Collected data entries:
· · · · · · ·

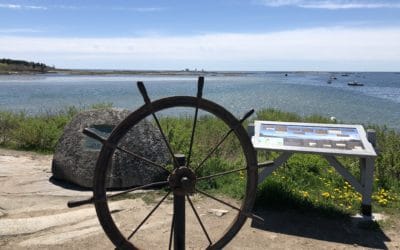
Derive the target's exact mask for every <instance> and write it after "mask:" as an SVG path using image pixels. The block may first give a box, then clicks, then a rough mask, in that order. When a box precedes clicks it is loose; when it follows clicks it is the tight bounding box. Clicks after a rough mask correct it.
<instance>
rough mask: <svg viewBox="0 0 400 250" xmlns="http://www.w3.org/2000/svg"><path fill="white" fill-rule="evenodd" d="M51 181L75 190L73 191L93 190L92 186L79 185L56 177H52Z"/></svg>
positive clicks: (86, 190)
mask: <svg viewBox="0 0 400 250" xmlns="http://www.w3.org/2000/svg"><path fill="white" fill-rule="evenodd" d="M49 182H51V183H52V184H53V185H56V186H59V187H62V188H65V189H69V190H73V191H91V190H92V189H91V188H85V187H81V186H78V185H76V184H73V183H71V182H67V181H63V180H58V179H56V178H54V177H50V178H49Z"/></svg>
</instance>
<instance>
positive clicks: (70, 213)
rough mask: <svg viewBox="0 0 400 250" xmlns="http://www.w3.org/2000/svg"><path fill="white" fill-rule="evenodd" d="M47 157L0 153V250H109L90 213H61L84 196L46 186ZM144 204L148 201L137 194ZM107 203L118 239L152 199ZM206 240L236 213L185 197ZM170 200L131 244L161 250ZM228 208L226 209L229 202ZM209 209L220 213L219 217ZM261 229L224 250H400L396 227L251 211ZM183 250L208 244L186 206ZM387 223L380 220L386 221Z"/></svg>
mask: <svg viewBox="0 0 400 250" xmlns="http://www.w3.org/2000/svg"><path fill="white" fill-rule="evenodd" d="M51 158H52V156H44V155H38V154H34V153H27V152H20V151H12V150H4V149H0V249H114V247H113V245H112V244H111V242H110V241H109V239H108V238H107V237H106V235H105V234H104V232H103V230H102V228H101V226H100V224H99V222H98V220H97V217H96V214H95V210H94V207H93V205H85V206H81V207H77V208H73V209H70V208H67V206H66V204H67V201H69V200H72V199H76V198H79V197H81V198H82V197H89V196H91V192H90V191H82V190H76V189H71V188H68V187H66V186H65V185H60V183H55V182H52V181H50V177H51ZM141 195H142V196H146V197H147V196H149V195H150V194H148V193H145V194H141ZM150 197H153V198H148V197H147V198H146V199H145V198H143V199H140V198H139V199H126V200H118V201H114V202H112V204H111V205H110V209H111V210H112V211H113V218H114V220H115V221H117V223H118V226H119V227H120V228H121V230H122V231H123V232H124V233H125V230H126V232H127V233H129V232H131V231H132V228H134V227H135V226H134V225H135V222H136V223H137V222H138V221H139V220H141V218H144V217H145V216H146V215H147V214H148V212H149V211H150V210H151V208H153V207H154V204H155V203H156V202H157V199H159V198H160V197H159V196H156V197H154V195H153V196H151V195H150ZM192 199H193V202H194V206H195V207H196V210H197V211H198V213H199V216H200V218H201V220H202V221H203V222H204V224H205V226H206V228H207V231H208V232H209V234H210V237H211V238H212V239H213V240H215V239H216V237H218V235H220V234H221V232H223V231H224V228H227V227H228V226H229V223H230V221H231V219H232V218H233V217H234V216H235V211H234V210H232V209H230V208H229V207H224V206H223V205H221V204H219V203H216V202H214V201H212V200H209V199H206V198H205V197H201V196H194V197H192ZM171 202H172V201H171V199H170V198H167V200H166V202H164V203H163V204H162V205H161V207H160V208H159V209H158V210H157V211H156V212H155V213H154V216H152V217H151V218H150V219H149V221H148V222H147V223H145V224H144V225H143V227H142V228H141V229H140V230H139V231H138V233H137V234H135V236H134V238H133V239H134V242H135V243H137V244H138V245H139V246H141V247H143V248H145V249H162V248H168V240H169V236H170V235H169V232H170V227H171V217H172V208H171ZM231 202H233V201H231ZM212 209H222V210H226V211H224V212H226V213H225V214H224V215H222V216H221V215H217V214H216V213H213V212H212V211H211V210H212ZM256 213H257V214H258V215H260V216H261V217H262V218H264V220H265V221H264V223H259V222H255V221H252V220H248V221H247V222H246V224H245V225H244V227H243V228H242V229H241V231H240V232H239V234H238V235H237V236H236V237H235V238H234V240H233V241H231V242H230V244H229V245H228V246H227V247H226V249H353V248H362V249H364V248H375V249H400V232H399V231H400V230H399V229H400V223H399V222H398V221H394V222H393V220H391V222H390V223H388V225H387V226H385V227H384V228H383V229H382V228H380V227H377V228H376V227H375V228H374V229H373V230H372V229H366V228H365V227H362V226H360V221H361V219H356V218H353V219H349V218H343V219H341V218H339V219H338V218H336V219H328V218H326V217H322V216H318V215H306V214H300V213H297V212H296V211H256ZM186 214H187V223H186V225H187V236H186V239H187V242H186V243H187V248H188V249H204V248H205V247H206V246H207V240H206V237H205V236H204V234H203V233H202V231H201V228H200V226H199V224H198V223H197V222H196V217H195V216H194V215H193V212H192V210H191V208H190V206H188V205H187V206H186ZM389 219H390V218H389V217H388V216H386V220H389Z"/></svg>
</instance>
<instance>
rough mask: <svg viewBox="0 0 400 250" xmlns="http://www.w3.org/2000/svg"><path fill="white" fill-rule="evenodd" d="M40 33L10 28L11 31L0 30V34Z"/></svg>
mask: <svg viewBox="0 0 400 250" xmlns="http://www.w3.org/2000/svg"><path fill="white" fill-rule="evenodd" d="M39 32H42V31H41V30H38V29H30V28H11V29H1V28H0V34H16V33H39Z"/></svg>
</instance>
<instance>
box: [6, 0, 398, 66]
mask: <svg viewBox="0 0 400 250" xmlns="http://www.w3.org/2000/svg"><path fill="white" fill-rule="evenodd" d="M2 57H6V58H16V59H26V60H32V61H40V62H44V63H47V64H49V65H55V66H57V67H65V68H91V69H106V68H108V69H139V70H140V69H167V70H168V69H171V70H174V69H175V70H180V69H184V68H191V69H194V68H197V69H205V70H323V71H344V70H346V71H400V0H308V1H307V0H249V1H239V0H225V1H218V0H214V1H211V0H210V1H208V0H204V1H127V0H125V1H122V0H119V1H100V0H98V1H85V0H80V1H57V0H52V1H3V0H0V58H2Z"/></svg>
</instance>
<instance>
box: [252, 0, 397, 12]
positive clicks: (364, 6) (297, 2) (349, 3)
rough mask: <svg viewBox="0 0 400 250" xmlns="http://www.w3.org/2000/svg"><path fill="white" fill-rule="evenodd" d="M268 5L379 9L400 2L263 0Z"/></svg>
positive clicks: (320, 8) (389, 6) (396, 5)
mask: <svg viewBox="0 0 400 250" xmlns="http://www.w3.org/2000/svg"><path fill="white" fill-rule="evenodd" d="M260 2H261V4H263V5H265V6H268V7H282V6H295V7H299V8H307V9H329V10H337V9H378V8H400V3H393V2H389V1H382V0H381V1H378V0H363V1H361V0H261V1H260Z"/></svg>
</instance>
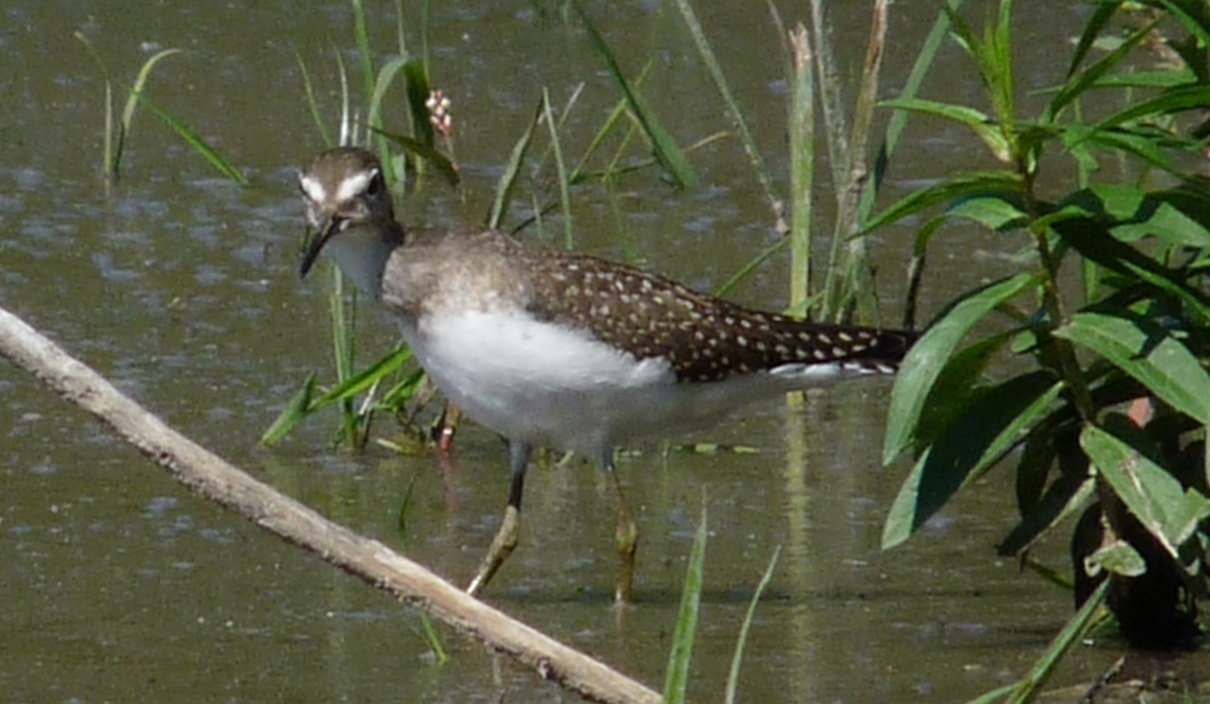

· · · · · · ·

**What to do:** The result should be an exact repetition of all the records. Drop the pictures.

**Exercise response:**
Derive the target's exact mask for every <instance> and write it after "mask:" as an SVG path using image pixels. The block may first give a box, then clicks, then a rough mask, in that order. When a box precedes clicks it is loose; when it follows clicks it is the tight bounding box. Clicks after a rough mask correct it.
<instance>
rough mask: <svg viewBox="0 0 400 250" xmlns="http://www.w3.org/2000/svg"><path fill="white" fill-rule="evenodd" d="M51 181L75 190L73 191L93 190L92 186L79 185L56 177H52Z"/></svg>
positive clicks: (86, 190)
mask: <svg viewBox="0 0 400 250" xmlns="http://www.w3.org/2000/svg"><path fill="white" fill-rule="evenodd" d="M49 182H51V183H52V184H53V185H56V186H59V187H62V188H65V189H69V190H73V191H91V190H92V189H91V188H85V187H81V186H78V185H76V184H73V183H71V182H67V181H63V180H58V179H56V178H54V177H50V178H49Z"/></svg>
</instance>
<instance>
positive clicks: (70, 213)
rough mask: <svg viewBox="0 0 400 250" xmlns="http://www.w3.org/2000/svg"><path fill="white" fill-rule="evenodd" d="M47 157L0 153V250H109L90 213H61L84 196L46 186ZM144 204L148 201L137 194ZM107 203L118 239L152 199ZM206 240L236 213L185 197ZM170 200L131 244L161 250ZM228 208L226 209L229 202ZM209 209L220 213L219 217ZM261 229L224 250H400L396 227L251 211ZM183 250L208 244L186 206ZM387 223L380 220L386 221Z"/></svg>
mask: <svg viewBox="0 0 400 250" xmlns="http://www.w3.org/2000/svg"><path fill="white" fill-rule="evenodd" d="M51 158H52V156H44V155H38V154H34V153H27V152H20V151H12V150H4V149H0V249H114V247H113V245H112V244H111V242H110V241H109V239H108V238H107V237H106V235H105V234H104V232H103V230H102V228H101V226H100V224H99V222H98V220H97V217H96V214H95V210H94V207H93V205H85V206H81V207H77V208H73V209H70V208H67V206H66V204H67V201H69V200H72V199H76V198H79V197H81V198H82V197H89V196H91V192H90V191H82V190H76V189H71V188H68V187H66V186H65V185H60V183H55V182H52V181H50V177H51ZM141 195H142V196H146V197H147V196H149V195H150V194H148V193H145V194H141ZM150 197H153V198H148V197H147V198H146V199H145V198H143V199H140V198H139V199H126V200H118V201H114V202H112V204H111V205H110V209H111V210H112V211H113V218H114V220H115V221H117V223H118V226H119V227H120V228H121V230H122V231H123V232H124V233H125V230H126V232H127V233H129V232H131V231H132V228H134V227H135V226H134V225H135V222H136V223H137V222H138V221H139V220H141V218H144V217H145V216H146V215H147V214H148V212H149V211H150V210H151V208H153V207H154V204H155V203H156V202H157V199H159V198H160V197H159V196H156V197H154V195H153V196H151V195H150ZM192 199H193V202H194V206H195V207H196V210H197V211H198V213H199V216H200V218H201V220H202V221H203V222H204V224H205V226H206V228H207V231H208V232H209V234H210V237H211V238H212V239H213V240H215V239H216V237H218V235H220V234H221V232H223V231H224V228H227V227H228V226H229V223H230V221H231V219H232V218H233V217H234V216H235V211H234V210H232V209H230V208H229V207H224V206H223V205H221V204H219V203H216V202H214V201H212V200H209V199H206V198H205V197H201V196H194V197H192ZM171 202H172V201H171V199H170V198H167V200H166V202H164V203H163V204H162V205H161V207H160V208H159V209H158V210H157V211H156V212H155V213H154V216H152V217H151V218H150V219H149V221H148V222H147V223H145V224H144V225H143V227H142V228H141V229H140V230H139V231H138V233H137V234H135V236H134V238H133V239H134V242H135V243H137V244H138V245H139V246H141V247H143V248H145V249H162V248H168V240H169V236H170V235H169V232H170V227H171V217H172V208H171ZM231 202H233V201H231ZM212 209H222V210H226V211H224V212H226V213H225V214H224V215H222V216H221V215H217V214H216V213H213V212H212V211H211V210H212ZM256 213H257V214H258V215H260V216H261V217H262V218H264V220H265V221H264V223H259V222H255V221H252V220H248V221H247V222H246V224H245V225H244V227H243V228H242V229H241V231H240V232H239V234H238V235H237V236H236V237H235V238H234V240H233V241H231V242H230V244H229V245H228V246H227V247H226V249H353V248H362V249H364V248H375V249H400V232H399V231H400V230H399V229H400V223H399V222H398V221H394V222H393V220H391V222H390V223H388V225H387V226H385V227H384V228H383V229H382V228H380V227H377V228H376V227H375V228H374V229H373V230H372V229H366V228H365V227H362V226H360V221H361V219H356V218H353V219H349V218H343V219H341V218H339V219H338V218H336V219H328V218H326V217H322V216H318V215H306V214H300V213H297V212H296V211H256ZM186 214H187V223H186V225H187V236H186V239H187V242H186V243H187V248H188V249H204V248H205V247H206V246H207V240H206V237H205V236H204V234H203V233H202V231H201V228H200V226H199V224H198V223H197V222H196V217H195V216H194V215H193V212H192V210H191V208H190V206H188V205H187V206H186ZM389 219H390V218H389V217H388V216H386V220H389Z"/></svg>
</instance>
<instance>
rough mask: <svg viewBox="0 0 400 250" xmlns="http://www.w3.org/2000/svg"><path fill="white" fill-rule="evenodd" d="M40 33L10 28L11 31L0 30V34Z"/></svg>
mask: <svg viewBox="0 0 400 250" xmlns="http://www.w3.org/2000/svg"><path fill="white" fill-rule="evenodd" d="M39 32H42V31H41V30H38V29H30V28H11V29H1V28H0V34H16V33H39Z"/></svg>
</instance>
<instance>
box: [6, 0, 398, 66]
mask: <svg viewBox="0 0 400 250" xmlns="http://www.w3.org/2000/svg"><path fill="white" fill-rule="evenodd" d="M2 57H6V58H16V59H26V60H32V61H40V62H44V63H47V64H49V65H55V66H57V67H65V68H91V69H106V68H108V69H139V70H140V69H167V70H168V69H171V70H174V69H175V70H180V69H184V68H191V69H194V68H197V69H205V70H323V71H344V70H346V71H400V0H308V1H307V0H249V1H239V0H225V1H218V0H214V1H211V0H210V1H208V0H204V1H127V0H125V1H122V0H119V1H100V0H98V1H85V0H80V1H57V0H52V1H3V0H0V58H2Z"/></svg>
</instance>
<instance>
box: [252, 0, 397, 12]
positive clicks: (364, 6) (297, 2) (349, 3)
rough mask: <svg viewBox="0 0 400 250" xmlns="http://www.w3.org/2000/svg"><path fill="white" fill-rule="evenodd" d="M268 5L379 9L400 2L263 0Z"/></svg>
positive clicks: (320, 8) (389, 6) (396, 5)
mask: <svg viewBox="0 0 400 250" xmlns="http://www.w3.org/2000/svg"><path fill="white" fill-rule="evenodd" d="M260 2H261V4H263V5H265V6H268V7H282V6H295V7H299V8H307V9H329V10H337V9H378V8H400V3H393V2H389V1H382V0H381V1H378V0H363V1H361V0H261V1H260Z"/></svg>
</instance>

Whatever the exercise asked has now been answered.